→ **TASK ITEM**
Repeat the whole listing exactly.

RECORDED INFORMATION section start

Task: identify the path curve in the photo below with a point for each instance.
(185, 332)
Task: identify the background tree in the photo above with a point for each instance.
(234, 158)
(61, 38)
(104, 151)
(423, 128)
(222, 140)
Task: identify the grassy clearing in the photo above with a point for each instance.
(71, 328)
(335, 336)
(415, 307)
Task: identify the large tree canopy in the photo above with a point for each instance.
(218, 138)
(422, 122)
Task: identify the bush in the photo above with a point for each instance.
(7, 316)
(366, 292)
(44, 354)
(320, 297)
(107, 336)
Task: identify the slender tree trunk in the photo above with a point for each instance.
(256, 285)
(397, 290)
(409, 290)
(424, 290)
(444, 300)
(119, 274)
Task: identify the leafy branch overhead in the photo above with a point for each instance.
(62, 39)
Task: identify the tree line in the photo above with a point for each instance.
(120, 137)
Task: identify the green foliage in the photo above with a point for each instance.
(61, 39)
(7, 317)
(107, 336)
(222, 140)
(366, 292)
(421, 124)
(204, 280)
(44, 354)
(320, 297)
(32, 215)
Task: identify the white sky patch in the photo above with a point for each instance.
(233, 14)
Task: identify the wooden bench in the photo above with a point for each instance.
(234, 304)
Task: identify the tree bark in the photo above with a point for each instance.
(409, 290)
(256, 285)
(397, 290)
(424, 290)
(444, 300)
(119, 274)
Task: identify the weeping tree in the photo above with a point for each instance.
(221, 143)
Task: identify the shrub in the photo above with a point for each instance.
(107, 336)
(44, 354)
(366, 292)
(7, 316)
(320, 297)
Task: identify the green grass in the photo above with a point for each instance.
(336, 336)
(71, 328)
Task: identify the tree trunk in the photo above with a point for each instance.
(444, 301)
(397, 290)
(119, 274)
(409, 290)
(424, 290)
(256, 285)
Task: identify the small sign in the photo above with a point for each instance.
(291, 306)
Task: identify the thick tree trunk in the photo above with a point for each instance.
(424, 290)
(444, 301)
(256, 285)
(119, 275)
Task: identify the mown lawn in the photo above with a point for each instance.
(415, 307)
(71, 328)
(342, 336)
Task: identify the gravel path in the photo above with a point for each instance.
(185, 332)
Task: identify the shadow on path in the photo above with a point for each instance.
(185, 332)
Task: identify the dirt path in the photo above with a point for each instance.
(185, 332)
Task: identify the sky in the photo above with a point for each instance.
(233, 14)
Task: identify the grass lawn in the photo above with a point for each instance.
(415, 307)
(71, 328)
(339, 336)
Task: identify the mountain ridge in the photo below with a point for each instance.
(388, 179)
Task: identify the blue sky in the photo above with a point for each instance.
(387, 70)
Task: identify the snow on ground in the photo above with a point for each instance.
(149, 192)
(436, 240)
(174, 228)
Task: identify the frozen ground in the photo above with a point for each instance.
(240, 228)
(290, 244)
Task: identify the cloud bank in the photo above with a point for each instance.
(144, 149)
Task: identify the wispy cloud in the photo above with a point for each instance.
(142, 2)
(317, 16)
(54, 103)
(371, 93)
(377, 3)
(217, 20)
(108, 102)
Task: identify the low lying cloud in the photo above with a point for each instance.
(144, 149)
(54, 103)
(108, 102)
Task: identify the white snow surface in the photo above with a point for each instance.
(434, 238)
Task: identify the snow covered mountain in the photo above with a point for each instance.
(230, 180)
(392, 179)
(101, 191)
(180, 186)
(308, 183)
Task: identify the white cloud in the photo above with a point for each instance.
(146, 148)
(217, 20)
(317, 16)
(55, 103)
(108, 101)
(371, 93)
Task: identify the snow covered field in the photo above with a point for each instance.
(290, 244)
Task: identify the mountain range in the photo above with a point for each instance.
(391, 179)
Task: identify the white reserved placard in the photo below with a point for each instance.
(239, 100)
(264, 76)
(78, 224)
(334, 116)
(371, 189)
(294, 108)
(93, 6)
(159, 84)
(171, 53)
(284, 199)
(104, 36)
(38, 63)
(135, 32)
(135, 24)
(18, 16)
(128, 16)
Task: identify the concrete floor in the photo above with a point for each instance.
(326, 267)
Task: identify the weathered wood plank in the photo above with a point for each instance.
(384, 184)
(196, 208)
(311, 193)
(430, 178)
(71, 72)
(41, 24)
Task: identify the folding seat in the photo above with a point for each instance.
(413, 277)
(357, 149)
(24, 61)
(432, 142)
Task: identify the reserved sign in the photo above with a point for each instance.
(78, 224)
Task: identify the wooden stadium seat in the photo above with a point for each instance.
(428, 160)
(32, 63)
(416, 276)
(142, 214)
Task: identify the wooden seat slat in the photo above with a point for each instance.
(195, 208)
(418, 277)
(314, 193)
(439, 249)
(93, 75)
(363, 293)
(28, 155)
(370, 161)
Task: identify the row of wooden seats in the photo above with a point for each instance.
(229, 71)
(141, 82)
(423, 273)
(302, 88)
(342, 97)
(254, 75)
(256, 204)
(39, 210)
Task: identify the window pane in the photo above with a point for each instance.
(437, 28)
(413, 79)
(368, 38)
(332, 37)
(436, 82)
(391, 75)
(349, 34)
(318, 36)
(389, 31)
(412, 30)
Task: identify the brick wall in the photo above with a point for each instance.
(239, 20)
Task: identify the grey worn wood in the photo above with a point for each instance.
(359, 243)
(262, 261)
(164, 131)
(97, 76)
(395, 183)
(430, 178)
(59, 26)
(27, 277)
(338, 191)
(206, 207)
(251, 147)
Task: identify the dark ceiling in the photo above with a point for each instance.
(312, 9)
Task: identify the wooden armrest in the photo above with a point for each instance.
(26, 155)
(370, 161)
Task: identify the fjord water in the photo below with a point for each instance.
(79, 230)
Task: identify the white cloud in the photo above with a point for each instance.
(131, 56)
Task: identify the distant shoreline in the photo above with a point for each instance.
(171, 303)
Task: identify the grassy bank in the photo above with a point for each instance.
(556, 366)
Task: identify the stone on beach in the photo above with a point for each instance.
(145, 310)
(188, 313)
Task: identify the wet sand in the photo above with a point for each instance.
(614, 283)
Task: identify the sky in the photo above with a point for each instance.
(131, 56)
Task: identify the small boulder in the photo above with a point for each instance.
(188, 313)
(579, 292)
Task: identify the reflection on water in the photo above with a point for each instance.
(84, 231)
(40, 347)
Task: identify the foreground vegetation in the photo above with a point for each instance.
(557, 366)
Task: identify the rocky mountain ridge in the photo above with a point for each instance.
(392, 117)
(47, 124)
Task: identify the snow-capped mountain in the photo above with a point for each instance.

RECORDED INFORMATION section end

→ **PROBLEM SOLUTION**
Task: identify the path curve in the photo below with a point for each instance.
(185, 332)
Task: identify the background tree in the photo above with a point for each instance.
(234, 158)
(61, 38)
(104, 151)
(423, 128)
(222, 140)
Task: identify the grassy clearing in the photo above with a point for each instance.
(71, 328)
(335, 336)
(415, 307)
Task: identify the large tree canopy in the photo above with a point for each instance.
(218, 138)
(422, 122)
Task: identify the bush in the photo above with a point for each instance.
(7, 316)
(366, 292)
(44, 354)
(320, 297)
(107, 336)
Task: identify the slender tree trunk in the photo above with a point for each instance.
(256, 285)
(397, 290)
(409, 290)
(424, 290)
(444, 300)
(119, 274)
Task: identify the leafy branch overhead in the photo above with a point for each instance.
(62, 39)
Task: identify the tree line in the photo above with a point for each instance.
(120, 137)
Task: identify the green foliage in the photo above with a point for each instance.
(61, 39)
(7, 317)
(107, 336)
(222, 140)
(366, 292)
(421, 124)
(204, 280)
(44, 354)
(320, 297)
(32, 215)
Task: identify the white sky patch in the photo above with a point for each instance.
(233, 14)
Task: identify the wooden bench in the photo above with a point for each instance.
(234, 304)
Task: identify the tree bark in the photo above with a point for each instance.
(409, 290)
(256, 285)
(397, 290)
(424, 290)
(444, 300)
(119, 274)
Task: identify the weeping tree in the photo above with a point for each instance.
(221, 143)
Task: identify the shrub in the photo above with a point for each instance.
(107, 336)
(44, 354)
(366, 292)
(7, 316)
(320, 297)
Task: identify the green grass in the photo above with a point for each instance.
(336, 336)
(71, 328)
Task: identify the tree trunk in the photo above with a point for each instance.
(444, 301)
(397, 290)
(119, 274)
(409, 290)
(424, 290)
(256, 285)
Task: identify the small sign in the photo above with a point for each instance.
(291, 306)
Task: identify the thick tree trunk in the photo above with a point for each instance.
(424, 290)
(444, 301)
(256, 285)
(119, 275)
Task: identify the mown lawn in the photo above with a point for each instance.
(415, 307)
(71, 328)
(342, 336)
Task: identify the gravel path in the photo above with a point for each instance.
(185, 332)
Task: identify the shadow on path in the photo above with a point for each instance.
(185, 332)
Task: identify the dirt path in the photo above with a point for each instance.
(185, 332)
Task: identify the sky in the photo above with a point for each instance.
(233, 14)
Task: identify the grass lawn in the photo above with a point for each instance.
(415, 307)
(71, 328)
(339, 336)
Task: identify the mountain ridge in the photo below with a point for each instance.
(388, 179)
Task: identify the blue sky in the photo above with a point for each instance.
(387, 70)
Task: identify the snow on ground in the photo above with a point for each instance.
(149, 192)
(436, 240)
(174, 228)
Task: identify the frozen ground in the photo above with a point for each instance.
(240, 228)
(290, 244)
Task: identify the cloud bank in the photo above with a point for each instance.
(144, 149)
Task: identify the wispy cloud in the photo above with a point for each instance.
(142, 2)
(317, 16)
(54, 103)
(371, 93)
(377, 3)
(217, 20)
(108, 102)
Task: identify the low lying cloud in the photo above with a point for each instance.
(144, 149)
(54, 103)
(108, 102)
Task: identify the white snow surface in the photo above with a point for each instance.
(434, 238)
Task: identify the snow covered mountain in the photo above with a point for each instance.
(230, 180)
(392, 179)
(101, 191)
(180, 186)
(308, 183)
Task: identify the white cloud in the photo above with a point for each instance.
(146, 148)
(217, 20)
(317, 16)
(55, 103)
(108, 101)
(371, 93)
Task: identify the snow covered field in the photo above with a point for each instance.
(290, 244)
Task: identify the mountain range in the photo above with a point for each instance.
(391, 179)
Task: identify the white reserved placard in the photo below with a point for each instance.
(239, 100)
(264, 76)
(78, 224)
(334, 116)
(371, 189)
(294, 108)
(93, 6)
(159, 84)
(171, 53)
(284, 199)
(104, 36)
(38, 63)
(135, 32)
(135, 24)
(18, 16)
(128, 16)
Task: identify the concrete floor in the photo above with a point for each instance.
(326, 267)
Task: identify the weathered wood plank in the photo above with a point for each instance.
(384, 184)
(196, 208)
(311, 193)
(430, 178)
(71, 72)
(41, 24)
Task: identify the folding seat in the photo above with a point for each instance.
(413, 277)
(357, 149)
(24, 61)
(432, 142)
Task: identify the reserved sign in the photo above with a point for each instance.
(78, 224)
Task: identify the wooden stadium seat in the photo above with a point for each instance.
(428, 160)
(32, 63)
(416, 276)
(142, 214)
Task: identify the wooden seat slat in the photo above with a point for each instance.
(195, 208)
(418, 277)
(314, 193)
(439, 249)
(93, 75)
(363, 293)
(28, 155)
(370, 161)
Task: identify the row of wooden seats in the photo above with a point for each instance.
(229, 71)
(141, 82)
(423, 273)
(302, 88)
(342, 97)
(254, 75)
(256, 204)
(39, 210)
Task: identify the window pane in the photo above with a point for each instance.
(437, 28)
(413, 79)
(368, 38)
(332, 37)
(436, 82)
(391, 75)
(349, 34)
(318, 36)
(389, 31)
(412, 30)
Task: identify the brick wall in the photo above with a point for each instance.
(239, 20)
Task: identify the grey worn wood in the photo above with a point for each instance.
(359, 243)
(262, 261)
(164, 131)
(97, 76)
(395, 183)
(430, 178)
(59, 26)
(27, 277)
(338, 191)
(206, 207)
(251, 147)
Task: identify the dark ceiling in the photo above with a point for each instance.
(312, 9)
Task: identify the wooden armrest in the photo above with a point for each instance.
(26, 155)
(370, 161)
Task: identify the fjord water in the photo below with a point for each instance.
(79, 230)
Task: identify the white cloud in the photo above with a point for each instance.
(131, 56)
Task: identify the distant shoreline in the photo above with a point for each instance.
(171, 303)
Task: identify the grassy bank in the photo above with a point for each instance.
(556, 366)
Task: identify the stone on beach in the photo above with a point for each instance.
(145, 310)
(188, 313)
Task: identify the wet sand in the photo above with a point for each instance.
(614, 283)
Task: identify the sky in the photo above with a point for each instance.
(131, 56)
Task: identify the small boulder in the photo above with a point for each instance.
(188, 313)
(579, 292)
Task: identify the reflection on water in the photo above with a point for each instance.
(84, 231)
(40, 347)
Task: identify the foreground vegetation in the photo above with a point for each instance.
(557, 366)
Task: identify the rocky mountain ridge in the photo above with a point for each instance.
(392, 117)
(47, 124)
Task: identify the snow-capped mountain in the photo above with a point for each instance.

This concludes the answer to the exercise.